### Extract provided
The only people who enjoy them more than the public are the starstruck cops who take part.

Yet the moral equivalenc­e of such shows has always troubled me. What if someone who is arrested, in front of millions of viewers, turns out to be innocent? If it’s a matter only between the police and the arrestee, then fine: but what if a large slice of the country is watching?

That is what happened to sheep farmer Ross Hutchinson, who was charged with sheep rustling more than a year ago. His arrest by Durham Police was enthusiast­ically filmed and broadcast by BBC1’s Countrysid­e 999 series.

When the case finally came to court last week, Hutchinson’s defence team produced DNA evidence that the sheep were his all along. The prosecutio­n had no case to put forward and the whole sorry mess was thrown out of court.

Yet clearing his name has taken a year out of his life and cost him £15,000 in legal fees. That’s a lot of lamb chops.

People who saw him on TV will still think he is guilty. And to add insult to injury, his elderly father was also arrested in front of the BBC cameras and held for five hours in a police station. I am a huge supporter of the police and the difficult work they do. Yet at a time when forces are stretched to the limit and under severe financial pressure, should they really be capering about with television crews?

Should they even be making programmes featuring real people with real problems at all, especially in the name of cheap entertainm­ent?

As if being a sheep farmer wasn’t hard enough without a bunch of BBC creatives making his life a misery. Mr Hutchinson has been badly wronged. And someone — either the police or the Beeb — should at least try to make that wholly right.

### Record excerpts
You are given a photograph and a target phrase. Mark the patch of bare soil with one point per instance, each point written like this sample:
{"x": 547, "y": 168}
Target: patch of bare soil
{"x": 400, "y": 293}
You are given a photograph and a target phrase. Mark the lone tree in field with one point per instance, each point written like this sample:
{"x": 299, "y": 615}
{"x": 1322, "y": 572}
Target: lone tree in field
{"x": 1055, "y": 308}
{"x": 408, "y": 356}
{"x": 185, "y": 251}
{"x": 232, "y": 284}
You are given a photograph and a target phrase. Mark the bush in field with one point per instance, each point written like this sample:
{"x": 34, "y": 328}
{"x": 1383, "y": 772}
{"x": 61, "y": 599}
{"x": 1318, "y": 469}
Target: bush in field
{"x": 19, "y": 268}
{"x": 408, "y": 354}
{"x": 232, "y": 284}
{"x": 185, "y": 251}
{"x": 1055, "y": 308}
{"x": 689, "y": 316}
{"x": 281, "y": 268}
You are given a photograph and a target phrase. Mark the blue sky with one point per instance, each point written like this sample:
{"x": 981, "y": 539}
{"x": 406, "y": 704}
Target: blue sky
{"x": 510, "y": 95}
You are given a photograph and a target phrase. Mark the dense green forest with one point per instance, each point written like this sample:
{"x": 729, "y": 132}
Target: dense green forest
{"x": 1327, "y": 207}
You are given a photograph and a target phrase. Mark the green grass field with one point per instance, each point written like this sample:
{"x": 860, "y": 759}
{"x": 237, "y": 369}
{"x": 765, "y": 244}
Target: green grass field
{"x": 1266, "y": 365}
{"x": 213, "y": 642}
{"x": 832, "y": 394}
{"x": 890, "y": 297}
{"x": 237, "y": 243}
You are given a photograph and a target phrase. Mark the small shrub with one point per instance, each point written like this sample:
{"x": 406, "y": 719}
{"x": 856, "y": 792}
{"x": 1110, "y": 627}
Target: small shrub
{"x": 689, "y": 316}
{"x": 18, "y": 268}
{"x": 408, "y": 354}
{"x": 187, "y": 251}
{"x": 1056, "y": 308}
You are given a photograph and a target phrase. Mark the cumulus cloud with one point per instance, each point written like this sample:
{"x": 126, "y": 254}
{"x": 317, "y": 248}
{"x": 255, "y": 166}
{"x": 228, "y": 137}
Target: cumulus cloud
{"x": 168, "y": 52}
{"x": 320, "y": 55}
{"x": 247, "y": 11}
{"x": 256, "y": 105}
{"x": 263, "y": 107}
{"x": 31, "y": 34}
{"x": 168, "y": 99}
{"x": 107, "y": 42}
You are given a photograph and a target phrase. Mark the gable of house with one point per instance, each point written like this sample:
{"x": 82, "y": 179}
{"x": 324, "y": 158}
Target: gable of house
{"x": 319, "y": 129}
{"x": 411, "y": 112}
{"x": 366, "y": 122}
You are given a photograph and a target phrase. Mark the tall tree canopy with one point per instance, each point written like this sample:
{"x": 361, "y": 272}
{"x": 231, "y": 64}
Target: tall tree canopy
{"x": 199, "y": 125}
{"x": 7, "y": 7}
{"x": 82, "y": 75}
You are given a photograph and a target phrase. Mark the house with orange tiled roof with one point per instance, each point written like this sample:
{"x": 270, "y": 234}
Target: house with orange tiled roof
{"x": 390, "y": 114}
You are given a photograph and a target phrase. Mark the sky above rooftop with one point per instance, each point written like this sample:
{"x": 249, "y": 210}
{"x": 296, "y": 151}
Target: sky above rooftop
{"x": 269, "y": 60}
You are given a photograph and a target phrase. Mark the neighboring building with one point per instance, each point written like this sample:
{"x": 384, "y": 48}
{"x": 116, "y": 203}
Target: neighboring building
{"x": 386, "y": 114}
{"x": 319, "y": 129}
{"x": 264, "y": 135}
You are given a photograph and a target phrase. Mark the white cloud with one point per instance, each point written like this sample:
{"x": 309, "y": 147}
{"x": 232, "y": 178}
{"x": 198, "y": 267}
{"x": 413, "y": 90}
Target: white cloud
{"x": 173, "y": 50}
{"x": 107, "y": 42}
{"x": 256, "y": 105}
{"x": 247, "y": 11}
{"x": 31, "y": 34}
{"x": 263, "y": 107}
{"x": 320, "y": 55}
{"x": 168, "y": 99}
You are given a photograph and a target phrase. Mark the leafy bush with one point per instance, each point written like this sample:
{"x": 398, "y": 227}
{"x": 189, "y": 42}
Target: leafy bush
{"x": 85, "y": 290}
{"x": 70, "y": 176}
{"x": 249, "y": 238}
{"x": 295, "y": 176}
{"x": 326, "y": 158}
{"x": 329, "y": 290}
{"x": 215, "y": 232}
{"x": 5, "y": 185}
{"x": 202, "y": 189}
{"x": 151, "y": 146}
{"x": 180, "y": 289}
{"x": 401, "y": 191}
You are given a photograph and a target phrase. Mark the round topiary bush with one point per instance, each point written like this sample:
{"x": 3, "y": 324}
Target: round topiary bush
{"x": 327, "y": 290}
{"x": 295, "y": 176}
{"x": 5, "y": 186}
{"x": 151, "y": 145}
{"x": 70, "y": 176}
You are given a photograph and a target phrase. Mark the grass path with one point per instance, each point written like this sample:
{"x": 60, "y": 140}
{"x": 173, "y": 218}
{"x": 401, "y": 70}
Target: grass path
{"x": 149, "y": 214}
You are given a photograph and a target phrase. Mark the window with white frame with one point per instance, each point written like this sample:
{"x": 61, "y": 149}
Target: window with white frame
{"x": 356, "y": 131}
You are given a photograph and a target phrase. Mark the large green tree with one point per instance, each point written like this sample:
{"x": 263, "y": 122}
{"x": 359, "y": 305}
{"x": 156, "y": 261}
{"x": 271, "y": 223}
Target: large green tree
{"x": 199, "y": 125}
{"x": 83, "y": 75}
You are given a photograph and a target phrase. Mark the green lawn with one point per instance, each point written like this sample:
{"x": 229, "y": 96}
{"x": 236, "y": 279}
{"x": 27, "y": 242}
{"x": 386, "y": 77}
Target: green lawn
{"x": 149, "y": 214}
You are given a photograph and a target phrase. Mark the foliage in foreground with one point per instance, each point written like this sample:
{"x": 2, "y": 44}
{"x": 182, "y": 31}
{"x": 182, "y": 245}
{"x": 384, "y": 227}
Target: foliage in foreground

### Tasks and exercises
1. Answer these questions from the piece about the televised sheep-rustling arrest, one answer per line:
(a) Which police force arrested Ross Hutchinson?
(b) What did his defense team produce in court?
(c) How long was his father held in a police station?
2. Please write out the stretch of the piece about the televised sheep-rustling arrest from "Yet clearing his" through "that wholly right.".

### Completed exercise
1.
(a) Durham Police
(b) DNA evidence that the sheep were his all along
(c) Five hours

2.
Yet clearing his name has taken a year out of his life and cost him £15,000 in legal fees. That’s a lot of lamb chops.

People who saw him on TV will still think he is guilty. And to add insult to injury, his elderly father was also arrested in front of the BBC cameras and held for five hours in a police station. I am a huge supporter of the police and the difficult work they do. Yet at a time when forces are stretched to the limit and under severe financial pressure, should they really be capering about with television crews?

Should they even be making programmes featuring real people with real problems at all, especially in the name of cheap entertainm­ent?

As if being a sheep farmer wasn’t hard enough without a bunch of BBC creatives making his life a misery. Mr Hutchinson has been badly wronged. And someone — either the police or the Beeb — should at least try to make that wholly right.